- What is required: Every entry below must appear again, exactly as written.
++++ Provided records ++++
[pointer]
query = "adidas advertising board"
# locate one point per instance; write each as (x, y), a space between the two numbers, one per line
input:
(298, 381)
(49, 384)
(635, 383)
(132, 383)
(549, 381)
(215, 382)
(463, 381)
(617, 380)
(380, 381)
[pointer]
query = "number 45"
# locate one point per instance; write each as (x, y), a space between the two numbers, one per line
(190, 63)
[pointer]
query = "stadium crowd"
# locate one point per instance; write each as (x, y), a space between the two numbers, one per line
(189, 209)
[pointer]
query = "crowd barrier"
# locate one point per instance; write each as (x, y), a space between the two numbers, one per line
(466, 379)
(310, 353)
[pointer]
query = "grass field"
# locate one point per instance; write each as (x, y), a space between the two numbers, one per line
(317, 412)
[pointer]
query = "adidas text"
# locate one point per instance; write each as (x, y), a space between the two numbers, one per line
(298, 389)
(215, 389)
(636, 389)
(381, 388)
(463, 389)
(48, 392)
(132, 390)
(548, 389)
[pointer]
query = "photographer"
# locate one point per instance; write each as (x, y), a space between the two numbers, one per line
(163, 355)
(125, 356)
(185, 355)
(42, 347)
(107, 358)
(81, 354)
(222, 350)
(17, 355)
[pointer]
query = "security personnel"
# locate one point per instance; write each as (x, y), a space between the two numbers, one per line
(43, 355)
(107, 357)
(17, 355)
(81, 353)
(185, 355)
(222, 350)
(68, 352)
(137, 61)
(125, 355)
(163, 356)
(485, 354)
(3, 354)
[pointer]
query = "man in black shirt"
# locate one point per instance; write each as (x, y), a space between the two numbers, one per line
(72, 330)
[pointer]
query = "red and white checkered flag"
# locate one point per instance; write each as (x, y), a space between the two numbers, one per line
++++
- Output below:
[pointer]
query = "adidas advertising board"
# locate one point per instance; write each as (x, y), a space between the two numbers, one per line
input:
(298, 381)
(49, 384)
(635, 383)
(132, 383)
(549, 381)
(215, 382)
(463, 381)
(617, 380)
(380, 381)
[pointer]
query = "number 45"
# locate one point per instance; write each as (x, y), a space between the two numbers, one per line
(190, 63)
[pointer]
query = "stadium crowd"
# locate one point per instance; write each as (x, y), a space between the two numbers, one per line
(189, 209)
[pointer]
query = "crowd barrier"
# locate one point per instance; write each as (x, y), a space between the two numbers, one per line
(466, 379)
(310, 353)
[pointer]
query = "grass field"
# locate one point per instance; write each as (x, y), a space between the two numbers, one per line
(317, 412)
[pointer]
query = "adidas text"
# locate one point per instance; write each as (x, y), a space between the two numbers, one per line
(298, 389)
(215, 389)
(636, 389)
(381, 388)
(463, 389)
(48, 392)
(132, 390)
(548, 389)
[pointer]
query = "photographer"
# locate one point per instance; write each as (x, y), a space between the two numbers, one per line
(163, 355)
(125, 356)
(185, 355)
(42, 347)
(107, 358)
(81, 354)
(222, 350)
(17, 355)
[pointer]
query = "security personnel"
# locate one point per instance; write each as (x, y), a space between the two numbers, one per line
(43, 355)
(107, 357)
(17, 355)
(81, 353)
(185, 355)
(222, 350)
(68, 352)
(137, 61)
(125, 355)
(163, 356)
(485, 354)
(3, 354)
[pointer]
query = "man in black shirt"
# locate one point per instance; write each as (x, y), a space between the two numbers, one per line
(72, 330)
[pointer]
query = "red and white checkered flag"
# locate one point per instance; write each as (x, y), a space between the two numbers, one per line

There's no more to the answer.